### EXCERPT PROVIDED

Dr Kasia Ploskonka is a humanities and culture professional with over 15 years of experience working on the planning, implementation and delivery of time critical projects across the international cultural sector. Leading as a key enabler for the transformation and optimisation within the workplace by focusing people, process and technology.
Her research interests are in art and power which have a longstanding relationship with one another, one explored within the context of post-Soviet Central Asia. Looking at how authoritarian regimes in Central Asia following the dissolution of the Soviet Union have used art as a ‘soft’ tool for the construction of a desired or prescribed new national identity, and have sought, through the promotion of newly created state symbols to extract benefits from globalisation, whilst legitimising a soft version of authoritarianism. Agency and autonomy of contemporary artists and their art forms face pressures against continuing state efforts at control, co-option and incorporation into a legitimising nationalist narrative. Visual culture in Central Asia has continued to be a tool of the state, used to structure the present by relating an ‘authentic’ past to a desired future, so putting in question the extent to which artistic autonomy and agency exist in contemporary art.

### GOAL 1
Which lines in the entries contain the word "wave"? Copy each one, treating uppercase and lowercase as different.
The biography and the entries come from unrelated sources.

[Entries drawn from a collection]

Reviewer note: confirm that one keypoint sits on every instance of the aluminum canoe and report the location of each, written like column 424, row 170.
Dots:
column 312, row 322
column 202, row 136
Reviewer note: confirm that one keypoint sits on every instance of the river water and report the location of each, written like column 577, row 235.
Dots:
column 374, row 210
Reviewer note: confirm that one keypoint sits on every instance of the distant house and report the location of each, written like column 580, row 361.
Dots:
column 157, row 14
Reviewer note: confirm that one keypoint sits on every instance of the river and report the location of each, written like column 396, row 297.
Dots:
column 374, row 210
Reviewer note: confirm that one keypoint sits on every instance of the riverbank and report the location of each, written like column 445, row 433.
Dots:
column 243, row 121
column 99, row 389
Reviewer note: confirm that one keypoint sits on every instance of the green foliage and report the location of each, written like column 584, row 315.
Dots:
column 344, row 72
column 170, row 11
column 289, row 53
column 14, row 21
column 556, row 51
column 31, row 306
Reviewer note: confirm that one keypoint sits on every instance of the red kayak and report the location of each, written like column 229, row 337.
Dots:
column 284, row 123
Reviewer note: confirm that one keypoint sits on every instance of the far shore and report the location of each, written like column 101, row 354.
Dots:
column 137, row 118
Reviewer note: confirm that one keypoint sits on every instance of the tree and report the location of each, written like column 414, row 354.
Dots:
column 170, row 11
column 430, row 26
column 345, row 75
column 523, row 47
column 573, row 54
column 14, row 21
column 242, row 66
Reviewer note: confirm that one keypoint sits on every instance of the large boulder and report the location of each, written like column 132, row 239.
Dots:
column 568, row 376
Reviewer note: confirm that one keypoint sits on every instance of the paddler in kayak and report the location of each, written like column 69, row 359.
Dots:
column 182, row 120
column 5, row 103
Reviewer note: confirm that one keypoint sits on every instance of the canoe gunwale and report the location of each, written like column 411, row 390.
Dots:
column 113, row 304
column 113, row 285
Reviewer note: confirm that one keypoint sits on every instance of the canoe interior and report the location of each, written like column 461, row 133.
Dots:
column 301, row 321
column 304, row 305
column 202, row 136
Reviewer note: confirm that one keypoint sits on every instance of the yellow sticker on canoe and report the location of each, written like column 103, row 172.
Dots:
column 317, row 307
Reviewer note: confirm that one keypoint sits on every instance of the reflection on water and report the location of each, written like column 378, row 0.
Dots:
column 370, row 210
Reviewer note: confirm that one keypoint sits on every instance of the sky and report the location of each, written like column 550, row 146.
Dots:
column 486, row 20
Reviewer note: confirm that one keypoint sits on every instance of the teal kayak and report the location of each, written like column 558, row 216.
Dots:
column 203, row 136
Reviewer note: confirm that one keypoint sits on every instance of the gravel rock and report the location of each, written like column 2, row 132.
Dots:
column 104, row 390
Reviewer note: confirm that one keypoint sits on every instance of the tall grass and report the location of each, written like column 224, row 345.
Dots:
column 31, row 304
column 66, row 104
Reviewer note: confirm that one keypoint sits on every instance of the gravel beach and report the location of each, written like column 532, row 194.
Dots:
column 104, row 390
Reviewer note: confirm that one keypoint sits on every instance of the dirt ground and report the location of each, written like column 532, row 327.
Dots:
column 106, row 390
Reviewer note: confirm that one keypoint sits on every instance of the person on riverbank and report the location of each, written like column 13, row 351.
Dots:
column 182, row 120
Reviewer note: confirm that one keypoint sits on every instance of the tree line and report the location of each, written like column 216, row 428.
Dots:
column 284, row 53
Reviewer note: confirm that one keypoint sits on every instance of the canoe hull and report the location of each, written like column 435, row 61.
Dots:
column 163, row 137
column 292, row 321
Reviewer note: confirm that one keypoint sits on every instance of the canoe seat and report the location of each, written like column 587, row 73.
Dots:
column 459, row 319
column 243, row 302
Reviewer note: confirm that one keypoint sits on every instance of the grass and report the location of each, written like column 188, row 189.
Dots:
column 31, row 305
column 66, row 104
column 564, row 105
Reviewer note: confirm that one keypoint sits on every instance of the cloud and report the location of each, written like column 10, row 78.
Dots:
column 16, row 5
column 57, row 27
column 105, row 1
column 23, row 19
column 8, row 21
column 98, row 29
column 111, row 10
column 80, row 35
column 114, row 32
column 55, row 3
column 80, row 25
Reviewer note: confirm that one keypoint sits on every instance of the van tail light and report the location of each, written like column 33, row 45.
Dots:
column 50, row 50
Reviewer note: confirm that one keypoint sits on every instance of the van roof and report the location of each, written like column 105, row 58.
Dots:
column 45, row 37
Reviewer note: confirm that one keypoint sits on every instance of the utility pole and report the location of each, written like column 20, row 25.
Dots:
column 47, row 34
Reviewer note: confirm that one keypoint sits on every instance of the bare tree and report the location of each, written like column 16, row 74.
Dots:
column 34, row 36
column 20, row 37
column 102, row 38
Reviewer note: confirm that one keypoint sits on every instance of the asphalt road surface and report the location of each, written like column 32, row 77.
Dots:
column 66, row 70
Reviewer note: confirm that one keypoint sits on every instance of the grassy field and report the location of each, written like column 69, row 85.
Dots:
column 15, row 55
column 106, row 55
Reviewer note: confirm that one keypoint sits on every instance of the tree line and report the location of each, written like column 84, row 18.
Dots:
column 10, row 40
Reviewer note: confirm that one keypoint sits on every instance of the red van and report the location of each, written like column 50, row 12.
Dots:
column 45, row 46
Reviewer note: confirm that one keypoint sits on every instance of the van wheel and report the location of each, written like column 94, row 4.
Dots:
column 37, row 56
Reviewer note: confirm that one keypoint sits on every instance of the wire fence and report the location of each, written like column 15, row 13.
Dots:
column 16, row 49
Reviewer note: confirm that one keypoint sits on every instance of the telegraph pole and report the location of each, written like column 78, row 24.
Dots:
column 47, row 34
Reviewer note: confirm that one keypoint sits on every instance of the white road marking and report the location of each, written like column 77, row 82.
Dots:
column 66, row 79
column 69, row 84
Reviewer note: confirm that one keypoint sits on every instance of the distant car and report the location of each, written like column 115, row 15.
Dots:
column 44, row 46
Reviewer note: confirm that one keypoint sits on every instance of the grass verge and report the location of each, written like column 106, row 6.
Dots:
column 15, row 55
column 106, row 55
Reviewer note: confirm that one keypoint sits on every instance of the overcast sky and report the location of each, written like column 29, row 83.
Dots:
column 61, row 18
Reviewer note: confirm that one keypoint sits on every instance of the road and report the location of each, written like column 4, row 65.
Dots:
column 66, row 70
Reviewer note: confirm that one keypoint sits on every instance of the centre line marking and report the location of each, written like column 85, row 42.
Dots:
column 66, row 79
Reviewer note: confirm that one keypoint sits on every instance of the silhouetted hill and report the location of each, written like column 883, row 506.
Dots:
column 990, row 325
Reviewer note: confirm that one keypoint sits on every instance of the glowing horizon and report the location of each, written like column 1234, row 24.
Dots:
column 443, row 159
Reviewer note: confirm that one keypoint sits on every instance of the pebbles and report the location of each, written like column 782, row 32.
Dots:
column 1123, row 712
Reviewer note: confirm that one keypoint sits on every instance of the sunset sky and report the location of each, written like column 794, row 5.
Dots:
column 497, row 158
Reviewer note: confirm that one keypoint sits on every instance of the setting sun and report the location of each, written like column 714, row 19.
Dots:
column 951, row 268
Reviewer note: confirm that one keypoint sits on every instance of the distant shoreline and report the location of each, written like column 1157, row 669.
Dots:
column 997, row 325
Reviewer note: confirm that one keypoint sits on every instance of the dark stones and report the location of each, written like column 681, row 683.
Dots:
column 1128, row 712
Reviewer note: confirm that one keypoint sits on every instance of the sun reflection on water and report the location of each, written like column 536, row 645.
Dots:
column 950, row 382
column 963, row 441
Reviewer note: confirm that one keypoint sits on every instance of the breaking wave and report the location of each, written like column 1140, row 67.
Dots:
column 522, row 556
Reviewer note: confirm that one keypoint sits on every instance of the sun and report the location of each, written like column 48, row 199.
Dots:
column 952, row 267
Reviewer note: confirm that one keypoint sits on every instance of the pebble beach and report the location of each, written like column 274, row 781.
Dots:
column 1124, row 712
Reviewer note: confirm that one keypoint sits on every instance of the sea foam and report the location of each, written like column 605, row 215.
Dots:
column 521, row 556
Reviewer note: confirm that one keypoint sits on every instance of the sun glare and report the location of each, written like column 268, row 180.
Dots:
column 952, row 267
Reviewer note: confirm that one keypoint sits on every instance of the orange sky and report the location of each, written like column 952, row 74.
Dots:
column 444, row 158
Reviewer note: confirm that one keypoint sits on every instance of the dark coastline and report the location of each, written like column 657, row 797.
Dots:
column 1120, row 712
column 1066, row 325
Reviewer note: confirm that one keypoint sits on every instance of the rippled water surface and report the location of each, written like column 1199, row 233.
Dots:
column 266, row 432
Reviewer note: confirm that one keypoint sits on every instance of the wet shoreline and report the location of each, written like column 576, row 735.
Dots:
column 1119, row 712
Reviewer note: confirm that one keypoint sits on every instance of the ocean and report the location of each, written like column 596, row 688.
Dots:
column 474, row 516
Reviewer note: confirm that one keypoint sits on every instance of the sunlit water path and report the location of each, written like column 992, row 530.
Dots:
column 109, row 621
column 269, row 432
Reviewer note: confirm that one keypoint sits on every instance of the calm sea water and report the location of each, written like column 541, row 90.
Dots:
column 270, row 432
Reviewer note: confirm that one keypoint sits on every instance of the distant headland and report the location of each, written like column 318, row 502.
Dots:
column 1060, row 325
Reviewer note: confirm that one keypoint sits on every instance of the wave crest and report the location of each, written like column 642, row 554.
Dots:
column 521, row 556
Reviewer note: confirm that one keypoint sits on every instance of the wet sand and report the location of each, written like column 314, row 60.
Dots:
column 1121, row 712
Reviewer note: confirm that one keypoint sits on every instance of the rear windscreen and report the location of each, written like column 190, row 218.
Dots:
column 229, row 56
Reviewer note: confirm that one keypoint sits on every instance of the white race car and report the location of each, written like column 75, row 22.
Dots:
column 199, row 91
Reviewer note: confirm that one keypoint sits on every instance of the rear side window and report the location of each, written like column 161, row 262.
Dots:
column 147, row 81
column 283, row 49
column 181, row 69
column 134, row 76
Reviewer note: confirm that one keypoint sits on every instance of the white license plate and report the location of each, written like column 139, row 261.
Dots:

### GOAL 2
According to the biography, in what regional context does Dr Kasia Ploskonka explore the relationship between art and power?

### COMPLETE ANSWER 1
Reviewer note: confirm that one keypoint sits on every instance of the breaking wave and report the location of each, written like column 1140, row 67.
Reviewer note: confirm that one keypoint sits on every instance of the wave crest and report the location of each, written like column 642, row 554.

### COMPLETE ANSWER 2
Post-Soviet Central Asia.